● TASK BRIEF: Find each line in the records that contains the word "instance", and copy those lines out in full.

● DATA SHOWN:

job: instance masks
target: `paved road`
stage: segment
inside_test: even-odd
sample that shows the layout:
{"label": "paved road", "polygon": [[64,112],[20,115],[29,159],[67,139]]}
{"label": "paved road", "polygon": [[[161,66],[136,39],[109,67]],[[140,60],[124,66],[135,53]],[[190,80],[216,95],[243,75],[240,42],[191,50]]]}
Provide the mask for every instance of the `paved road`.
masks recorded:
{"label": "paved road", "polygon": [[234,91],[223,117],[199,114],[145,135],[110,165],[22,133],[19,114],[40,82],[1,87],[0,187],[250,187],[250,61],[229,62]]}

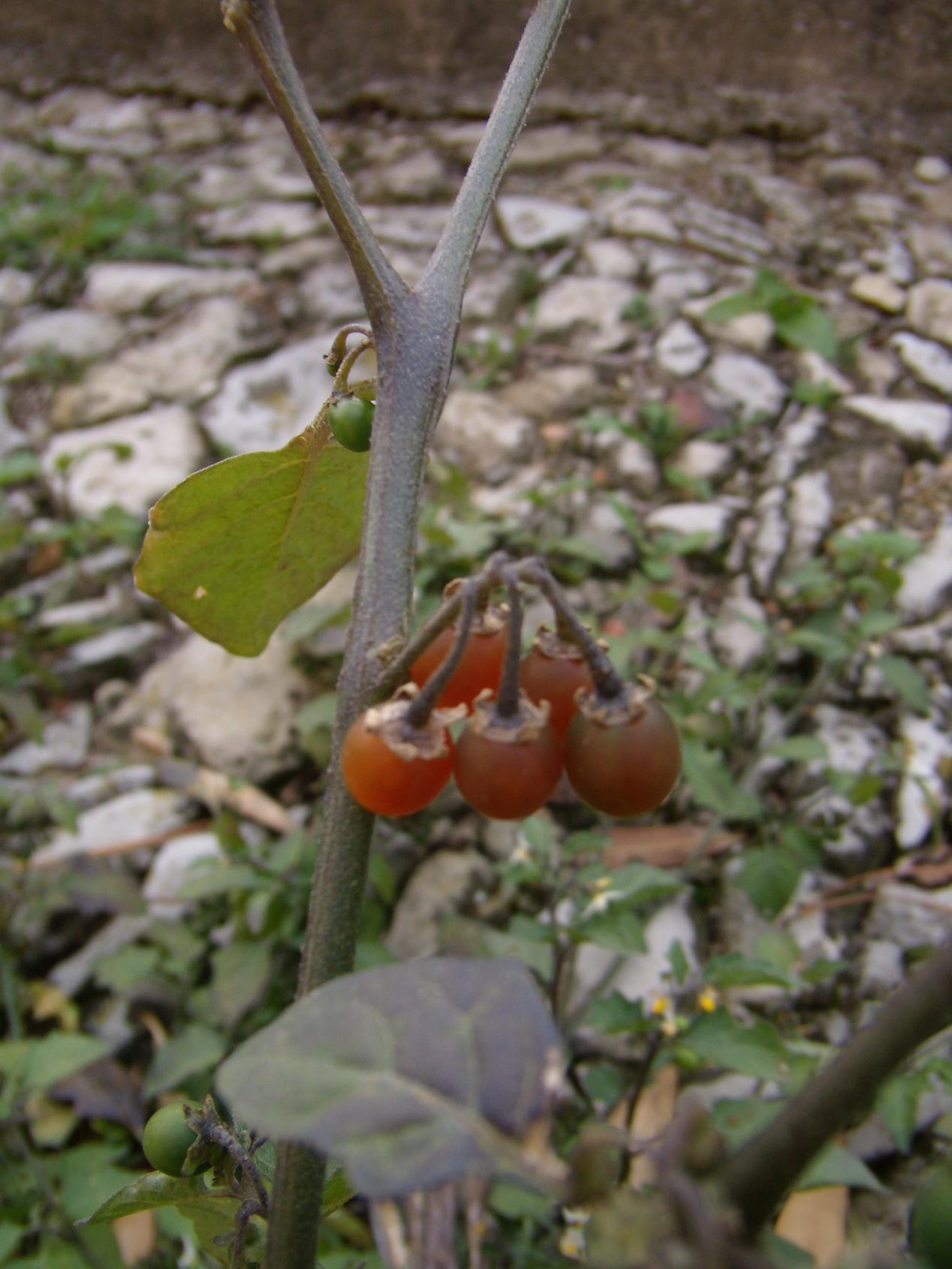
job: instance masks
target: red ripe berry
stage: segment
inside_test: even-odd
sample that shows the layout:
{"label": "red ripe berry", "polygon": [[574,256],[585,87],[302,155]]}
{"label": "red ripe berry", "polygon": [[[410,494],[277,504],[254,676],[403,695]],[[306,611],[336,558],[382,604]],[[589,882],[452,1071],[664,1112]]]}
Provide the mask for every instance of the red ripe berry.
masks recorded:
{"label": "red ripe berry", "polygon": [[536,704],[548,700],[548,721],[564,737],[575,717],[575,693],[590,690],[592,674],[580,648],[543,627],[523,657],[519,683]]}
{"label": "red ripe berry", "polygon": [[453,774],[473,811],[491,820],[522,820],[555,792],[561,749],[545,708],[524,695],[515,718],[501,718],[493,700],[477,700],[456,744]]}
{"label": "red ripe berry", "polygon": [[583,697],[565,740],[565,774],[579,797],[623,819],[654,811],[680,774],[680,742],[654,697],[638,697],[628,716],[594,694]]}
{"label": "red ripe berry", "polygon": [[350,796],[374,815],[413,815],[433,801],[453,770],[453,746],[444,712],[423,727],[406,721],[415,688],[367,709],[349,727],[340,770]]}
{"label": "red ripe berry", "polygon": [[[456,640],[456,627],[451,626],[438,634],[430,646],[420,652],[410,666],[410,678],[423,687],[449,655]],[[440,709],[453,709],[456,706],[472,704],[480,692],[489,688],[495,692],[503,673],[505,656],[505,622],[500,609],[490,608],[477,614],[470,629],[463,655],[449,676],[437,700]]]}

● REPLY TO THE EXERCISE:
job: instance masks
Provide the mask for every instance of the `paved road`.
job: instance masks
Provide the mask for every instance of the red ripe berry.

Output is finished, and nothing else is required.